TO-DO ITEM:
Could you repeat every record below exactly, leaving out the pictures?

RECORDED DATA: Begin

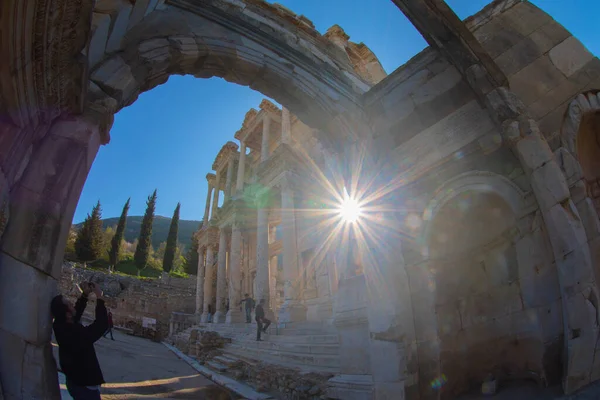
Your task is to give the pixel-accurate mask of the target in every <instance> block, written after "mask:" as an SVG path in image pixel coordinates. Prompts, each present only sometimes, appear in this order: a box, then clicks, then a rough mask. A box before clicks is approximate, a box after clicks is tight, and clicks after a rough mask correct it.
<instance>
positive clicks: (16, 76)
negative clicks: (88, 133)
mask: <svg viewBox="0 0 600 400" xmlns="http://www.w3.org/2000/svg"><path fill="white" fill-rule="evenodd" d="M93 6H94V2H93V1H85V0H37V1H23V0H5V1H4V2H3V3H2V14H1V15H0V23H1V26H2V28H1V29H0V31H1V33H0V36H2V38H3V40H2V44H1V45H0V46H1V47H0V49H1V52H0V57H1V59H2V65H1V66H0V77H1V78H0V79H2V81H0V88H1V90H2V93H1V94H0V98H2V102H3V106H5V107H6V108H7V112H8V114H9V115H10V117H11V119H12V120H13V122H14V124H15V125H17V126H19V127H25V126H32V127H35V126H37V125H38V124H40V123H49V122H50V121H52V120H53V119H54V118H56V117H58V116H59V115H60V114H63V113H69V114H78V113H81V112H82V110H83V99H84V97H85V92H86V90H87V86H88V85H87V68H88V66H87V58H86V57H83V56H82V55H81V51H82V50H83V48H84V46H85V45H86V43H87V40H88V36H89V32H90V28H91V18H92V10H93Z"/></svg>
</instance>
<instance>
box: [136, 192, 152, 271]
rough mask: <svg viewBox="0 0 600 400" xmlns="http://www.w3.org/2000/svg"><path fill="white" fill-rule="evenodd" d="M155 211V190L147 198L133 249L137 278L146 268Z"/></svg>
mask: <svg viewBox="0 0 600 400" xmlns="http://www.w3.org/2000/svg"><path fill="white" fill-rule="evenodd" d="M155 209H156V189H155V190H154V193H152V195H151V196H148V200H147V201H146V213H145V214H144V218H143V219H142V226H141V229H140V237H139V239H138V245H137V247H136V249H135V254H134V255H133V261H134V263H135V266H136V268H137V269H138V276H140V272H141V271H142V270H143V269H144V268H146V265H147V264H148V258H149V256H150V247H151V246H152V223H153V222H154V210H155Z"/></svg>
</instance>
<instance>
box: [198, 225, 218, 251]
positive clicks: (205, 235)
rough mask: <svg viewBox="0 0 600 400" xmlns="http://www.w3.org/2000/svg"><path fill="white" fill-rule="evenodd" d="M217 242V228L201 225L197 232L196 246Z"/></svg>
mask: <svg viewBox="0 0 600 400" xmlns="http://www.w3.org/2000/svg"><path fill="white" fill-rule="evenodd" d="M218 244H219V228H218V227H216V226H206V227H202V229H200V231H199V232H198V247H206V246H208V245H213V246H217V245H218Z"/></svg>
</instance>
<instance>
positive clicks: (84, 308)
mask: <svg viewBox="0 0 600 400" xmlns="http://www.w3.org/2000/svg"><path fill="white" fill-rule="evenodd" d="M86 306H87V295H86V294H85V293H83V294H82V295H81V296H79V298H78V299H77V301H76V302H75V316H74V317H73V322H75V323H76V324H78V323H79V321H80V320H81V316H82V315H83V312H84V311H85V307H86Z"/></svg>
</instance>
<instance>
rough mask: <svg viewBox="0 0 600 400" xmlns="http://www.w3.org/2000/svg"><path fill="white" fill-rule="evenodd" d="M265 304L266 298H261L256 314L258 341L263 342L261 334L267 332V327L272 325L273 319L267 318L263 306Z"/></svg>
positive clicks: (256, 321) (260, 299)
mask: <svg viewBox="0 0 600 400" xmlns="http://www.w3.org/2000/svg"><path fill="white" fill-rule="evenodd" d="M264 304H265V299H260V301H259V302H258V305H257V306H256V315H255V316H254V319H255V320H256V341H257V342H261V341H262V339H261V338H260V334H261V332H262V333H267V328H268V327H269V325H271V321H270V320H268V319H266V318H265V309H264V308H263V306H264Z"/></svg>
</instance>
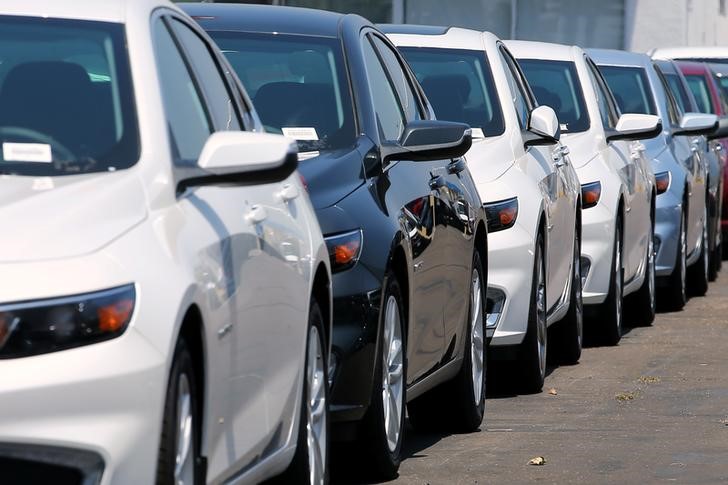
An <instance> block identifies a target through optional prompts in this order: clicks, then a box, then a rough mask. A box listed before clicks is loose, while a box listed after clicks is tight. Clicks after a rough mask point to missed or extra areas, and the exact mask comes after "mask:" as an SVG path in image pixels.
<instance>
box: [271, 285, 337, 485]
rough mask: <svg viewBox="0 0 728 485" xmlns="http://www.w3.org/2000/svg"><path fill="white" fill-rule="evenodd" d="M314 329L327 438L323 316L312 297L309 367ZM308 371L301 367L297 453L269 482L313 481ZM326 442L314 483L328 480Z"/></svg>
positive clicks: (297, 438)
mask: <svg viewBox="0 0 728 485" xmlns="http://www.w3.org/2000/svg"><path fill="white" fill-rule="evenodd" d="M313 328H315V329H316V330H317V335H318V339H319V348H320V349H322V351H323V355H319V356H318V358H320V359H323V364H324V365H323V368H322V371H323V375H322V377H321V380H322V382H323V391H324V396H325V401H326V404H325V411H324V412H325V413H327V414H326V418H325V419H326V422H325V424H324V426H325V433H326V435H325V436H326V437H328V436H329V420H328V402H329V385H328V377H329V376H328V359H327V355H326V349H327V346H326V339H325V333H324V318H323V315H322V313H321V308H320V307H319V305H318V303H317V302H316V300H315V299H313V298H312V299H311V303H310V310H309V316H308V330H307V332H306V357H305V362H304V366H305V367H304V369H307V368H308V365H309V362H308V357H309V346H308V342H309V336H310V335H311V333H310V332H311V331H312V329H313ZM308 377H309V376H308V372H306V371H305V370H304V380H303V390H302V397H301V412H300V420H299V426H298V438H297V442H296V453H295V454H294V456H293V461H291V464H290V465H289V466H288V468H287V469H286V471H285V472H284V473H283V474H282V475H281V476H280V477H277V478H276V479H275V480H274V481H272V482H271V483H280V484H289V483H291V484H294V483H295V484H309V485H313V484H312V478H313V477H312V476H311V466H310V461H309V457H310V453H311V452H312V451H313V450H311V449H310V448H309V442H308V430H309V427H312V426H311V423H310V416H309V413H308V403H309V400H310V396H309V392H308V390H309V389H308V386H309V379H308ZM324 441H325V443H324V446H325V450H324V453H323V455H324V456H323V476H322V477H320V479H318V480H315V483H318V484H324V485H325V484H327V483H329V470H328V469H329V467H328V462H329V446H328V441H327V440H326V439H324Z"/></svg>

RECORDED DATA: End

WRITTEN ANSWER:
Your task is to give the pixel-accurate mask of the target in every <instance> block, written after "mask:" as an SVG path in image pixel coordinates. Prompts, each present only sometimes, appear in this order: a box, then clicks, then a rough mask. A box before clicks is approximate, a box after clicks is tight, and clicks after a rough mask correct it.
<instance>
positive clicks: (16, 76)
negative clicks: (88, 133)
mask: <svg viewBox="0 0 600 400" xmlns="http://www.w3.org/2000/svg"><path fill="white" fill-rule="evenodd" d="M93 6H94V2H93V1H85V0H37V1H23V0H5V1H4V2H3V3H2V14H1V15H0V23H1V26H2V28H1V29H0V31H1V33H0V36H2V38H3V40H2V44H1V45H0V46H1V47H0V49H1V52H0V57H1V59H2V65H1V66H0V77H1V78H0V79H2V81H0V88H1V90H2V93H1V94H0V98H2V102H3V106H5V107H6V108H7V112H8V114H9V115H10V117H11V119H12V120H13V122H14V124H15V125H17V126H19V127H25V126H32V127H35V126H37V125H38V124H40V123H49V122H50V121H52V120H53V119H54V118H56V117H58V116H59V115H60V114H63V113H69V114H78V113H81V112H82V110H83V99H84V97H85V92H86V90H87V86H88V85H87V68H88V66H87V58H86V57H83V56H82V55H81V51H82V50H83V48H84V46H85V45H86V43H87V40H88V36H89V32H90V28H91V18H92V10H93Z"/></svg>
</instance>
<instance>
box: [136, 192, 152, 271]
rough mask: <svg viewBox="0 0 600 400" xmlns="http://www.w3.org/2000/svg"><path fill="white" fill-rule="evenodd" d="M155 211V190L147 198L133 249L137 278L146 268Z"/></svg>
mask: <svg viewBox="0 0 600 400" xmlns="http://www.w3.org/2000/svg"><path fill="white" fill-rule="evenodd" d="M155 209H156V189H155V190H154V193H152V195H151V196H148V200H147V201H146V213H145V214H144V218H143V219H142V226H141V229H140V237H139V239H138V245H137V247H136V249H135V254H134V255H133V261H134V263H135V266H136V268H137V269H138V276H140V272H141V271H142V270H143V269H144V268H146V265H147V264H148V258H149V256H150V247H151V246H152V223H153V222H154V210H155Z"/></svg>
</instance>
<instance>
box: [198, 225, 218, 251]
positive clicks: (205, 235)
rough mask: <svg viewBox="0 0 600 400" xmlns="http://www.w3.org/2000/svg"><path fill="white" fill-rule="evenodd" d="M217 242V228L201 225L197 232L196 246Z"/></svg>
mask: <svg viewBox="0 0 600 400" xmlns="http://www.w3.org/2000/svg"><path fill="white" fill-rule="evenodd" d="M218 244H219V228H218V227H216V226H206V227H202V229H200V231H199V232H198V247H206V246H208V245H213V246H217V245H218Z"/></svg>
</instance>
<instance>
positive clicks: (84, 308)
mask: <svg viewBox="0 0 600 400" xmlns="http://www.w3.org/2000/svg"><path fill="white" fill-rule="evenodd" d="M86 306H87V295H86V294H85V293H83V294H82V295H81V296H79V298H78V299H77V301H76V302H75V316H74V317H73V322H75V323H76V324H78V323H79V321H80V320H81V316H82V315H83V312H84V311H85V307H86Z"/></svg>
</instance>
<instance>
rough mask: <svg viewBox="0 0 600 400" xmlns="http://www.w3.org/2000/svg"><path fill="white" fill-rule="evenodd" d="M265 304L266 298H261L256 314L258 341L263 342L261 334L267 332V327L272 325L273 319L267 318L263 306Z"/></svg>
positive clicks: (256, 321) (260, 299)
mask: <svg viewBox="0 0 600 400" xmlns="http://www.w3.org/2000/svg"><path fill="white" fill-rule="evenodd" d="M264 304H265V299H260V301H259V302H258V305H257V306H256V315H255V316H254V319H255V320H256V341H257V342H261V341H262V339H261V338H260V334H261V332H262V333H267V328H268V327H269V325H271V321H270V320H268V319H266V318H265V309H264V308H263V306H264Z"/></svg>
</instance>
An <instance> block identifies a target through optional prompts in this order: clicks, then a box, then a rough mask. A box listed before clicks is loose, while a box listed after clicks is tight. Clicks after a rough mask point to missed or extra areas, and the exact mask comes after "mask:" as an SVG path in image pixels.
<instance>
box: [271, 285, 337, 485]
rough mask: <svg viewBox="0 0 728 485" xmlns="http://www.w3.org/2000/svg"><path fill="white" fill-rule="evenodd" d="M314 329L327 438L323 316L312 297L309 367ZM308 371L301 367L297 453L269 482L313 481ZM326 442L314 483L328 480Z"/></svg>
positive clicks: (297, 438)
mask: <svg viewBox="0 0 728 485" xmlns="http://www.w3.org/2000/svg"><path fill="white" fill-rule="evenodd" d="M313 328H315V329H316V330H317V335H318V339H319V348H320V349H322V351H323V355H319V356H318V358H320V359H323V364H324V365H323V368H322V371H323V375H322V377H321V380H322V382H323V391H324V396H325V401H326V404H325V411H324V412H325V413H327V414H326V418H325V419H326V422H325V424H324V426H325V433H326V435H325V436H326V437H328V436H329V420H328V402H329V385H328V377H329V376H328V359H327V355H326V349H327V346H326V339H325V333H324V318H323V315H322V313H321V308H320V307H319V305H318V303H317V302H316V300H315V299H313V298H312V299H311V303H310V310H309V316H308V330H307V332H306V357H305V362H304V366H305V367H304V369H307V368H308V365H309V362H308V357H309V346H308V342H309V336H310V335H311V333H310V332H311V331H312V329H313ZM308 377H309V376H308V372H306V371H305V370H304V380H303V390H302V397H301V412H300V420H299V426H298V438H297V442H296V453H295V454H294V456H293V461H291V464H290V465H289V466H288V468H287V469H286V471H285V472H284V473H283V474H282V475H281V476H280V477H277V478H276V479H275V480H274V481H272V482H271V483H280V484H289V483H291V484H294V483H295V484H309V485H313V484H312V478H313V477H312V476H311V466H310V461H309V457H310V453H311V452H312V451H313V450H311V449H310V448H309V442H308V430H309V427H312V426H311V423H310V416H309V413H308V403H309V400H310V396H309V392H308V390H309V389H308V386H309V379H308ZM324 441H325V443H324V446H325V450H324V453H323V455H324V456H323V476H322V477H320V479H318V480H315V483H318V484H324V485H325V484H327V483H329V470H328V469H329V467H328V462H329V446H328V441H327V440H326V439H324Z"/></svg>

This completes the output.